TASK TO COMPLETE ->
Rescale the records from the start through the line containing "left=513, top=427, right=1011, bottom=599", inclusive, writing out every line but the pictures. Multiply only the bounding-box coordinates in the answers by 0.3 and round them to whole numbers, halves up.

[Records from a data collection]
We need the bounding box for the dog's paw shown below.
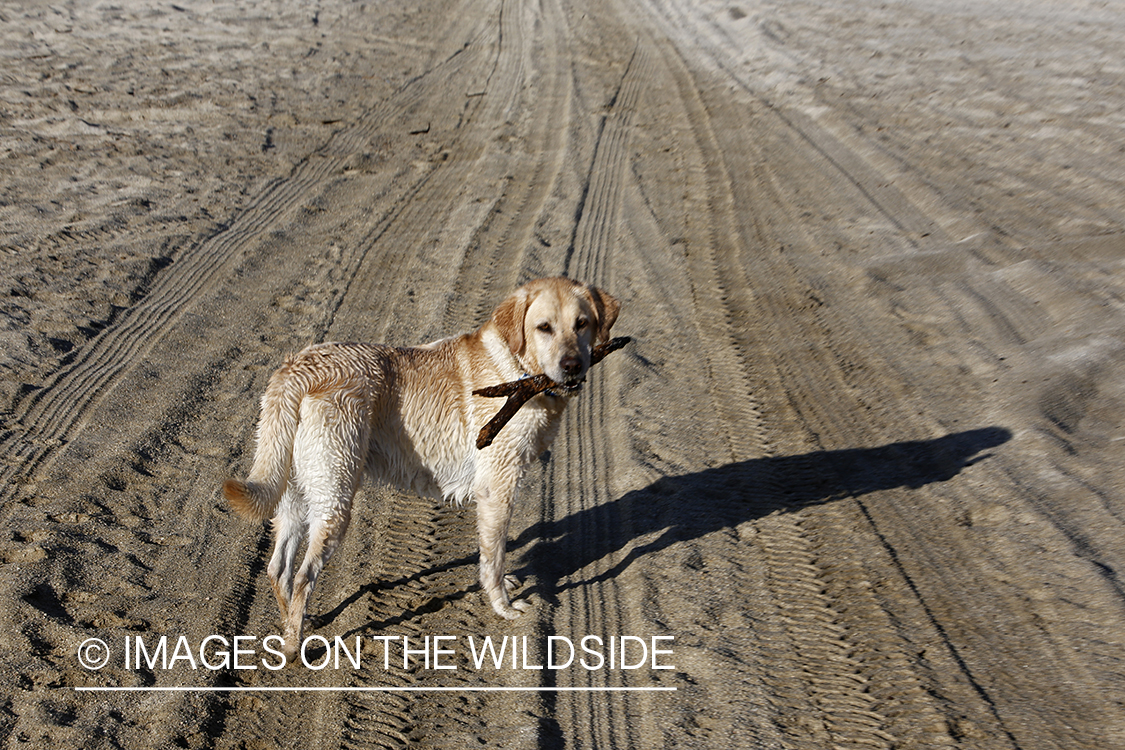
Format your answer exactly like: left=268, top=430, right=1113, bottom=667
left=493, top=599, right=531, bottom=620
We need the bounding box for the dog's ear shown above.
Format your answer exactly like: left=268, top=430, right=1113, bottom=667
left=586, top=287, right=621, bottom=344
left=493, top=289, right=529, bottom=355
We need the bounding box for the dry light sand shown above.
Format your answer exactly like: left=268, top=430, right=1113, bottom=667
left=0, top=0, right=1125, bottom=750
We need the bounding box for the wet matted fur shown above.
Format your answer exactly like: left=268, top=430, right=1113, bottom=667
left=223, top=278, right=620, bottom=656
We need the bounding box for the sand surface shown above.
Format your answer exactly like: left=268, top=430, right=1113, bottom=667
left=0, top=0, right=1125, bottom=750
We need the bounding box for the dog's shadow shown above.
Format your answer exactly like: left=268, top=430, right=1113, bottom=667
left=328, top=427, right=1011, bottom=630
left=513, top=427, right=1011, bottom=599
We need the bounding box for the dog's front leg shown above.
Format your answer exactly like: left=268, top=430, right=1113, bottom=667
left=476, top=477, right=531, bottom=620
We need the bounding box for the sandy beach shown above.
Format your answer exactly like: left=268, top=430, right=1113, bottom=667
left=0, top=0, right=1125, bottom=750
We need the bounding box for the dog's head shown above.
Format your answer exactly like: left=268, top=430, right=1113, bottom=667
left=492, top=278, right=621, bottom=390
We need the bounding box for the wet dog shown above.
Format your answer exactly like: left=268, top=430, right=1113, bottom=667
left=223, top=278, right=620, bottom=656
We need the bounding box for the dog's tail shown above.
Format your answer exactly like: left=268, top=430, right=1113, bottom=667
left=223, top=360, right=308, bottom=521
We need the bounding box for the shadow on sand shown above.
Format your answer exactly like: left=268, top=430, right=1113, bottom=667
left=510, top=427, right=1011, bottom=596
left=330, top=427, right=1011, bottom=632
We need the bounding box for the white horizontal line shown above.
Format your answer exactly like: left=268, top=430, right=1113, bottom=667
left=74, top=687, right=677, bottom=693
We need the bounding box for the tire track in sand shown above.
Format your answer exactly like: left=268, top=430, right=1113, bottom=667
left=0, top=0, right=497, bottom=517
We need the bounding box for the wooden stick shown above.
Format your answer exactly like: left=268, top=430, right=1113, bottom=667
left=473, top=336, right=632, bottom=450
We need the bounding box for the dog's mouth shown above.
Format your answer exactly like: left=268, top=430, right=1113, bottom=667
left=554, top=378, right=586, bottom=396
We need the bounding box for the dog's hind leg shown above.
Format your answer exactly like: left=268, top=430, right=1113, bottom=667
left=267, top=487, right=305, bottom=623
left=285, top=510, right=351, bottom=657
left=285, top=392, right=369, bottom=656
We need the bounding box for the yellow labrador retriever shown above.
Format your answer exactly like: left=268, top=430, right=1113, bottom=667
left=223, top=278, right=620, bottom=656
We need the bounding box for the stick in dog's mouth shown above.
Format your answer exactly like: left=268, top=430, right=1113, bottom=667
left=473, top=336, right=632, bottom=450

SOLUTION TO THIS PROBLEM ->
We need the bounding box for the dog's paw shown below.
Format your answer exactly like: left=268, top=430, right=1113, bottom=667
left=148, top=180, right=159, bottom=186
We need the bounding box for the dog's ear shown above.
Format your answer exactly like: left=268, top=430, right=1113, bottom=667
left=176, top=86, right=186, bottom=103
left=148, top=87, right=159, bottom=107
We need the bounding box for the dry light sand shown above.
Format your answer exactly like: left=268, top=430, right=1113, bottom=667
left=0, top=0, right=338, bottom=225
We need the bounding box for the wet matted fur shown above.
Format your answer exactly like: left=268, top=430, right=1113, bottom=667
left=67, top=83, right=186, bottom=197
We need the bounding box for the sand surface shown above.
Format your answer exactly like: left=268, top=430, right=1113, bottom=667
left=0, top=0, right=338, bottom=225
We need the bounding box for the dog's shadow shown above.
Format your answer exactly like: left=268, top=430, right=1113, bottom=667
left=98, top=128, right=303, bottom=189
left=154, top=128, right=303, bottom=180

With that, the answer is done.